• [ARTICLE]:
After a long breakfast, clad in our raincoats, we set off on our last walk. The light rain lasted maybe 5 minutes and after that it stopped completely. It stayed cloudy but at least we weren’t getting wet.
The walk to Planica was rather uneventful – one of those “need to get there” situations. But from there the steep ascent started pretty much straight away. It was a lovely walk in the woods, bit eerie with the trees in the cloud but we enjoyed it a lot. We checked pretty much every gap offering a viewpoint but all we could see was cloud. So we decided that we were going to enjoy the walk and not hope for any views, even though we were promised some spectacular ones from the top of Ciprnik.
Up and up we went and in the end, when we got to the fork where Ciprnik was further up one way and Kranjska Gora via Vitranc the other, I wasn’t entirely sure if I wanted to go up to Ciprnik just to see more clouds. But Geoff managed to convince me and so we turned right.

• [DATA PROVIDED]:
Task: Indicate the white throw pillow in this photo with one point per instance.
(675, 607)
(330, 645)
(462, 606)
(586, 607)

• [TASK TO COMPLETE]: Carry on the account of the walk up toward Ciprnik from the point where it stops, after the turn to the right at the fork.

• [RIGHT ANSWER]:
Half way up we were overtaken by human incarnations of mountain goats, when we got a surprised glimpse of peaks poking through the cloud. By the time we got to the very top it was all cloud again. But then we had a quick drink of water and when we turned around we saw this amazing view, still through the clouds, but if anything that added to the splendour. We were totally awed by the views and since they kept coming and going we lingered at the top for a while.
We had to retrace our steps back to the place where the path split and then we carried on towards Vitranc. Even though it’s a peak, it’s not marked as such, so you may well miss it, but the woodland path between Ciprnik and Vitranc is really pleasant.
Shortly after passing Vitranc we reached the second of the chairlifts that is closed during summer. From there the path down was supposed to run underneath the chairlift, so even though it didn’t quite look like a path we started descending. Luckily Geoff quickly realised our mistake so we scrambled back up and found the right path down. Not that this one was much easier – pretty steep and slippery after earlier rain, it took a lot of our attention and knee power to get back down. We were wishing for some snow and skies to whizz down but instead had to march in the increasingly hot sun. The thought of ice cream kept us going, and as usual, we were sitting down with two big portions at 4 o’clock on the dot.
Perfect end to a perfect trip.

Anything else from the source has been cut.